WRITTEN INSTRUCTION:
Please reproduce the speech on SLAPPs from "Recent court cases" up to and including "have no merit.", swapping in "formal definition" wherever "statutory definition" appears.

TEXT EXCERPT:

·····

Russia’s invasion of Ukraine brought home the urgent need for Government action on strategic lawsuits against public participation, as my right hon. Friend has laid out clearly. SLAPPs are an increasingly common lawfare tactic, and there are reports that hostile states could finance litigation in the UK to obstruct worthwhile investigations into corruption and other wrongdoing, as my right hon. Friend has set out many times. We know that the Government’s decisive action on sanctions has already urged firms to review their Russian client list, and mitigated threats to national security. Insurers are increasingly cautious about granting professional indemnity insurance, and that reflects the fact that there is greater scrutiny of Russian-linked litigation.
As this House will recall, the Government published a call for evidence on SLAPPs in 2022. I thank the 120 respondents, who submitted evidence of the highest quality. Through that invaluable evidence and a series of stakeholder engagement roundtables, we heard the shocking impact that these cases can have on the wellbeing and livelihood of investigative journalists who report under immense financial and psychological pressure so that we, as a collective, are well informed. They must be protected so that they are able to continue their valuable work. SLAPPs present a novel challenge to free speech and we are immensely grateful to the call for evidence respondents for helping to ensure that we get this right and deliver the outcome we want to see.
Free speech is a fundamental cornerstone of our democracy, so I am pleased to confirm that the Government have acted decisively to legislate, tabling amendments to the Economic Crime and Corporate Transparency Bill, which introduce measures to tackle SLAPPs related to economic crime. The Government still intend to introduce comprehensive anti-SLAPPs legislation when parliamentary time allows. If I may, I might gently suggest that my right hon. Friend applies for a private Member’s Bill. A Government legislative vehicle may take some time to appear, so a private Member’s Bill in the next Session might be suitable lighter codicil for this particular piece of legislation. We intend to go further, but we believe that the measures we have introduced will catch the majority of SLAPPs. At least 70% of the cases referenced in a 2022 report about SLAPPs and article 19 by the Foreign Policy Centre were connected to financial crime and corruption. The provisions should therefore target a significant proportion of cases.
Recent court cases have shown that SLAPPs are difficult to identify and there is a notable difference in legal and judicial opinion on what constitutes a SLAPP, both domestically and overseas. To rectify that, we have introduced a statutory definition to enable clearer identification of SLAPPs related to economic crime, according to common characteristics. Those characteristics may include aggressive pre-action communications and targeting of individuals where their publishers would be more appropriate. Today, we know that defendants are intimidated by the prospect of years of litigation that require expensive legal defence. We have therefore introduced an early dismissal process which will effectively stop claimants from financially and psychologically exhausting their opponents via abusive means, cutting short cases which have no merit.

·····

STORED ROWS:
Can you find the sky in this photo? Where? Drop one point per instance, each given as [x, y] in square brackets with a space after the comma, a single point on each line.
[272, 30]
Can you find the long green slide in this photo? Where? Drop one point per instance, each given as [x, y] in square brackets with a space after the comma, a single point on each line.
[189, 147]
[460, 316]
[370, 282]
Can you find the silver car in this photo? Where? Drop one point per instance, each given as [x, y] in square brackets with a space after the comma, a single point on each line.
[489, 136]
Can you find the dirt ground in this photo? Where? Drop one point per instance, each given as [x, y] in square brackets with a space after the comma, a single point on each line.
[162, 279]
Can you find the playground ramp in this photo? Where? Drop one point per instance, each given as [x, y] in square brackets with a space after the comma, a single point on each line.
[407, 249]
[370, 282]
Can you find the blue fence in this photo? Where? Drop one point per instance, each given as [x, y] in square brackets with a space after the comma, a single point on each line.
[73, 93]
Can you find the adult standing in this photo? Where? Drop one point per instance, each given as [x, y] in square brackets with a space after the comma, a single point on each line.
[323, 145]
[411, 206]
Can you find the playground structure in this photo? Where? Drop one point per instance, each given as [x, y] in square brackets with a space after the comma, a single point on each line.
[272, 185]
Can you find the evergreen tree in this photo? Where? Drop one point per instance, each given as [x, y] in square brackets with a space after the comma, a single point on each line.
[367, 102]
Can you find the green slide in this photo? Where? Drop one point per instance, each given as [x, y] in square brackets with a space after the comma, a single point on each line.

·····

RESULT OF THIS TASK:
Recent court cases have shown that SLAPPs are difficult to identify and there is a notable difference in legal and judicial opinion on what constitutes a SLAPP, both domestically and overseas. To rectify that, we have introduced a formal definition to enable clearer identification of SLAPPs related to economic crime, according to common characteristics. Those characteristics may include aggressive pre-action communications and targeting of individuals where their publishers would be more appropriate. Today, we know that defendants are intimidated by the prospect of years of litigation that require expensive legal defence. We have therefore introduced an early dismissal process which will effectively stop claimants from financially and psychologically exhausting their opponents via abusive means, cutting short cases which have no merit.